___ Excerpt to read ___

Orlando Sentinel

Lightning look for playoff return

- By Joe Smith

TAMPA — When the Stanley Cup playoffs began in the spring without his Lightning, owner Jeff Vinik still watched from his Palma Ceia mansion. It stung.

“It’s hard, because you’d say, ‘We’re better than them,’” Vinik said. “We should have been there.’”

Coach Jon Cooper wanted to figure out why the Lightning wasn’t. He challenged his staff a week after the season ended. It was time for frank self-assessment. What were we missing? Did we do enough?

Then came school.

Cooper assigned each member of his staff a playoff series to study; Cooper took two. What could they learn? What did the playoff teams summer do better?

It wasn’t long ago that the rest of the league was playing catchup with the Lightning. Tampa Bay used a stunning blend of speed and skill to reach the Stanley Cup final in 2015, then Game 7 of the Eastern final the next year.

The fall was steep — and humbling.

“I think when I first came in [2013], we kind of changed the make of our team,” Cooper said. “We were really fast, we instilled a style of play, and I think we were really good at it.

___

Return the stretch of the Lightning article from "TAMPA — When" through "Then came school.", copied word for word.

___ Available data ___

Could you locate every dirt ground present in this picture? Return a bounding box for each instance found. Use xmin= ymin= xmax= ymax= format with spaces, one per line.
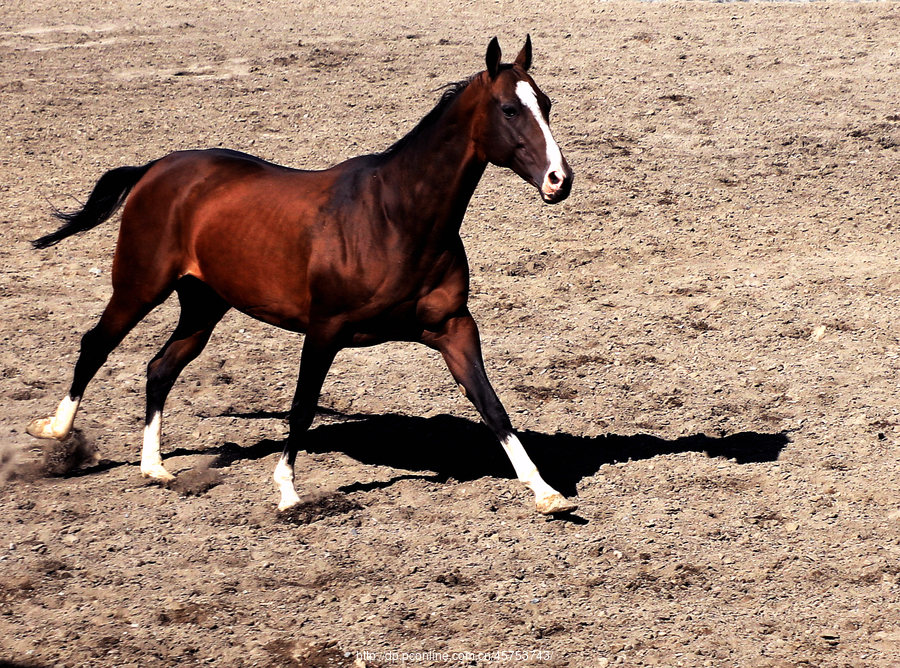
xmin=0 ymin=0 xmax=900 ymax=668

___

**Answer section**
TAMPA — When the Stanley Cup playoffs began in the spring without his Lightning, owner Jeff Vinik still watched from his Palma Ceia mansion. It stung.

“It’s hard, because you’d say, ‘We’re better than them,’” Vinik said. “We should have been there.’”

Coach Jon Cooper wanted to figure out why the Lightning wasn’t. He challenged his staff a week after the season ended. It was time for frank self-assessment. What were we missing? Did we do enough?

Then came school.